Il governo ha sollevato la questione di legittimità costituzionale sull’articolo 19 della Legge di adeguamento ordinamentale 2018 in materia di affari istituzionali approvata dalla Regione Veneto in maggio, articolo che autorizza enti e servizi sanitari a “pescare” nelle stesse graduatorie fino a tre anni in caso di carenza di personale, invece che indire nuovi bandi, reclutando persone inizialmente rimaste fuori per esaurimento posti. Lo riporta Angela Pederiva sul Gazzettino di oggi.
Mentre la trattativa sull’autonomia è impantanata nelle sabbie mobili delle tensioni gialloverdi, il Governo dà un altro colpo alle ambizioni del Veneto. È stato incardinato davanti alla Corte Costituzionale, tanto da risultare l’ultimo in ordine di tempo dei giudizi attualmente pendenti, un ricorso della Presidenza del Consiglio dei ministri contro la Regione in materia di sanità. Nel mirino è finita la legge, approvata tre mesi fa, che nell’assunzione del personale permette alle Ulss di continuare ad attingere per un triennio alle graduatorie dei concorsi: secondo Palazzo Chigi, quella noma «viola il principio di buon andamento della pubblica amministrazione» e «invade la competenza riservata alla legislazione statale nelle materie del diritto civile, della determinazione dei livelli essenziali delle prestazioni e dei principi fondamentali di coordinamento della finanza pubblica».
LA DISPOSIZIONE La questione di legittimità costituzionale è stata sollevata per l’articolo 19 del testo di adeguamento ordinamentale in materia di affari istituzionali, dedicato prevalentemente al riordino delle prescrizioni relative all’Arpav. Ma nel dibattito in aula era stata inserita anche la disposizione riguardante le aziende e gli enti del servizio sanitario regionale, autorizzandoli ad utilizzare le graduatorie per il reclutamento di personale a tempo indeterminato e determinato, per tre anni dalla data di pubblicazione, «oltre che per la copertura dei posti messi a concorso, anche per l’assunzione di idonei non vincitori nei limiti del fabbisogno triennale di personale e della relativa dotazione organica». In sostanza era stata prevista la possibilità di continuare a “pescare” negli elenchi dei candidati risultati in possesso dei requisiti richiesti, ma rimasti fuori per esaurimento delle posizioni disponibili, per coprire altri buchi di personale che fossero emersi anche uno, due o tre anni dopo, senza dover nuovamente esperire una selezione. Per quanto attiene a medici, tecnici e infermieri, l’opportunità sarebbe scattata per i bandi emanati dal 1° gennaio 2020.

= = =

_Consegna_: Nel brano, a partire da quali bandi la possibilità di attingere alle graduatorie sarebbe scattata per medici, tecnici e infermieri?

= = =

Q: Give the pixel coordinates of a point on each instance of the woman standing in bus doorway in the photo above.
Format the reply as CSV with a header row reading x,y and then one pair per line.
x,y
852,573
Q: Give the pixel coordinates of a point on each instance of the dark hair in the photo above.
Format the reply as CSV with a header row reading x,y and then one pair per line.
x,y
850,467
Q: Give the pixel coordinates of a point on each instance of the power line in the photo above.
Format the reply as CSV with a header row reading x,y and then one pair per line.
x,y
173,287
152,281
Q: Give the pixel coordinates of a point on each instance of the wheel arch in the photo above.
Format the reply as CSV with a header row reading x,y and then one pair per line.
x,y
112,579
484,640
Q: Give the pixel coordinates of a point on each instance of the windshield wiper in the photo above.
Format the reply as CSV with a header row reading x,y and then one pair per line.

= = =

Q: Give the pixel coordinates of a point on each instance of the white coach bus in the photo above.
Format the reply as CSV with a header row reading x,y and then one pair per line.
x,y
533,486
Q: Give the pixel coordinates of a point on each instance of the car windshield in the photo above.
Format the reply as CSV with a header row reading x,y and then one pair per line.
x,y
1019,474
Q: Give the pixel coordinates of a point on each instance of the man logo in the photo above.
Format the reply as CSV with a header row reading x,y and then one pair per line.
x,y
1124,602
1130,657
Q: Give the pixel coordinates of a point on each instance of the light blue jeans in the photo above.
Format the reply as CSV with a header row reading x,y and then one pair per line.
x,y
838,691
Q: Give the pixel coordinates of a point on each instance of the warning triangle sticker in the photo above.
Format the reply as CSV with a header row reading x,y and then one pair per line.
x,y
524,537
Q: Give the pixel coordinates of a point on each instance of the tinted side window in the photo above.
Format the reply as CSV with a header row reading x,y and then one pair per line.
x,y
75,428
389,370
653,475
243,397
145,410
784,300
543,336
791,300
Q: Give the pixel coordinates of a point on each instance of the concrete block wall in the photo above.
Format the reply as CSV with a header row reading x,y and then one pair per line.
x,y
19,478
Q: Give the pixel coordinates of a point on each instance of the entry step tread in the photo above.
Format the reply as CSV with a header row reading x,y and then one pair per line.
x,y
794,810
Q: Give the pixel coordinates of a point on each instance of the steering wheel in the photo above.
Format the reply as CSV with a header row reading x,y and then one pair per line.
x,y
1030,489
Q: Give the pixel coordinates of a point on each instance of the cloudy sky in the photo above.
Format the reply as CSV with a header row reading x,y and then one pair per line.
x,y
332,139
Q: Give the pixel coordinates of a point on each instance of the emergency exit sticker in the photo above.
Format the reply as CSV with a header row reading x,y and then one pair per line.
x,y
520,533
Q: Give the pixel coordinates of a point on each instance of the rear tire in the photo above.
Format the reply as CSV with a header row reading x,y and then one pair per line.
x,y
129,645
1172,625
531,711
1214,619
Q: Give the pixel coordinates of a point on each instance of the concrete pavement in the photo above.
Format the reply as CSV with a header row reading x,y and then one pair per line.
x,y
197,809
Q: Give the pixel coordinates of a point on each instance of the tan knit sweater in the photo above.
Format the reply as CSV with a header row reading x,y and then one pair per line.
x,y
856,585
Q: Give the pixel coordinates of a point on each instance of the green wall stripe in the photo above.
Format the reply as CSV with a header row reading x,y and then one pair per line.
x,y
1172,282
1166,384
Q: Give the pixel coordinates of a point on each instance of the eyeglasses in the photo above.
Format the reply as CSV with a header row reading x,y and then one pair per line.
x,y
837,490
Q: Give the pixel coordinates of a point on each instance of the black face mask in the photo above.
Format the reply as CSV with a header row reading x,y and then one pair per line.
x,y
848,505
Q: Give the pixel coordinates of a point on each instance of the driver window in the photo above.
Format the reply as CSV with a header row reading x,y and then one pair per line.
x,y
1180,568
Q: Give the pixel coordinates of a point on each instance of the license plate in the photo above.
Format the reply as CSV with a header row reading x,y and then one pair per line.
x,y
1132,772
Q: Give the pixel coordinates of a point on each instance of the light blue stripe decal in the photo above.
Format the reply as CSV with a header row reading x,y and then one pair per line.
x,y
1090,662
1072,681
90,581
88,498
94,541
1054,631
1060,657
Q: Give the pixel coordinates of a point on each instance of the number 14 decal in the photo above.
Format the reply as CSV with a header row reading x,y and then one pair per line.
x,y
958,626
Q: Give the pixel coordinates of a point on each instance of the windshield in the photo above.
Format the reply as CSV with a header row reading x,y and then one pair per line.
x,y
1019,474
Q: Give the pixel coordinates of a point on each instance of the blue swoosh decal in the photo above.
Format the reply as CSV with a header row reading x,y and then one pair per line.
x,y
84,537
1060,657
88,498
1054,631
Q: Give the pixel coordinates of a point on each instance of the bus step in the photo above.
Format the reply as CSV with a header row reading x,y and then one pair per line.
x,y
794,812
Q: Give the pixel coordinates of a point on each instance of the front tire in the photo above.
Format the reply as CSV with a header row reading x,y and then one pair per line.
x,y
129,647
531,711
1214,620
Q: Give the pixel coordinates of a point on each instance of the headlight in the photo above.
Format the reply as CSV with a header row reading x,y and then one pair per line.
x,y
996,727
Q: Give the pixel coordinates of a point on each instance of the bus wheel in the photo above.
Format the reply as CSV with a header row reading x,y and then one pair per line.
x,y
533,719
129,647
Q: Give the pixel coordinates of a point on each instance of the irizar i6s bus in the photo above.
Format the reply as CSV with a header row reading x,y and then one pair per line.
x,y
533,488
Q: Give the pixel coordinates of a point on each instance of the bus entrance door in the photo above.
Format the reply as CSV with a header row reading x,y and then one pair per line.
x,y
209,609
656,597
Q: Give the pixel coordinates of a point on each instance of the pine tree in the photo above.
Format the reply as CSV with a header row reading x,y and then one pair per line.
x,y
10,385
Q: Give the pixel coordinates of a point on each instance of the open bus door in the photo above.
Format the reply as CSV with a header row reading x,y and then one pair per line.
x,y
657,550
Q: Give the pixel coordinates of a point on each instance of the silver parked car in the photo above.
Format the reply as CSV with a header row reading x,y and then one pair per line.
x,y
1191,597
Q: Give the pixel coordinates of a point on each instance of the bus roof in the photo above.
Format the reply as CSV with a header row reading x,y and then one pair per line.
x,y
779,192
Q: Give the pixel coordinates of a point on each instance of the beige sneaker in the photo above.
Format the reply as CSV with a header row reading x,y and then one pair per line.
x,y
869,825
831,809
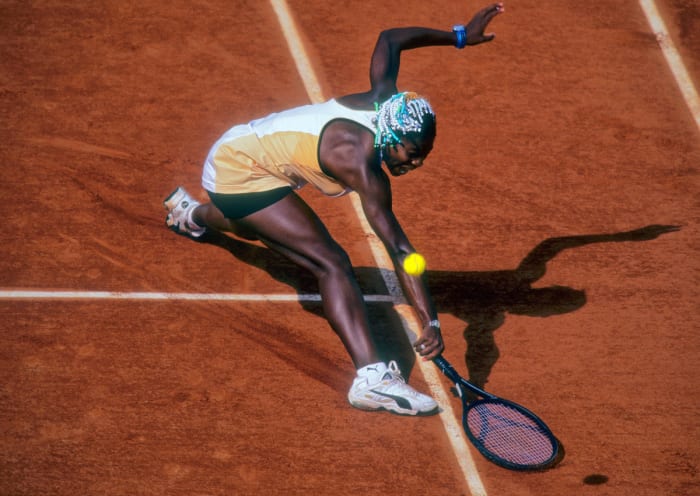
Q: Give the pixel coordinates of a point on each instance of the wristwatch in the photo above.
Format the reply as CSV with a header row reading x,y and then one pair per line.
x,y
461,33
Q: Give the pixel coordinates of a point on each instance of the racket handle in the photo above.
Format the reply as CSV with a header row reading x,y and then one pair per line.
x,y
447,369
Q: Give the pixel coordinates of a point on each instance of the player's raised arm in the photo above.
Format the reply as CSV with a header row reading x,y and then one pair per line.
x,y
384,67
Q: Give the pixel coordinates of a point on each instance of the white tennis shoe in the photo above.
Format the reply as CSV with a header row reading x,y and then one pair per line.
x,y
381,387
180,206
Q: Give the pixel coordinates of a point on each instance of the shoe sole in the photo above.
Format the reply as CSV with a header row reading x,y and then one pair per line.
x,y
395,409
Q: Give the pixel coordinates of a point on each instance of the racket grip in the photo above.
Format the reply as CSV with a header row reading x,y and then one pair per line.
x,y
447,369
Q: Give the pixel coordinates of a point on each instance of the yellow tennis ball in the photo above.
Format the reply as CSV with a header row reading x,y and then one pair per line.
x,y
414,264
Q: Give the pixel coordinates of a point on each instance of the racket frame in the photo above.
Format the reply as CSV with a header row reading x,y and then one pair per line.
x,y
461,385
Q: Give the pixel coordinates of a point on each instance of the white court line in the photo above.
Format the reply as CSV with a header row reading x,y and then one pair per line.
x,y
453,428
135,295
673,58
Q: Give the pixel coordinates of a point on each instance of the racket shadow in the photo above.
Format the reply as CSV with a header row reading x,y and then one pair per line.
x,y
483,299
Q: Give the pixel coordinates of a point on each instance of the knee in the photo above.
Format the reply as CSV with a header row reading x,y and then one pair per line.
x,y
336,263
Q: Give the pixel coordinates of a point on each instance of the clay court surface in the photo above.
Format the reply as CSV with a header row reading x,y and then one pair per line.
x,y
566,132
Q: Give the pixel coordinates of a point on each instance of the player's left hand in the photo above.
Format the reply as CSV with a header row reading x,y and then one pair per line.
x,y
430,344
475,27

= = =

_Soluzione_: Per i bandi emanati dal 1° gennaio 2020.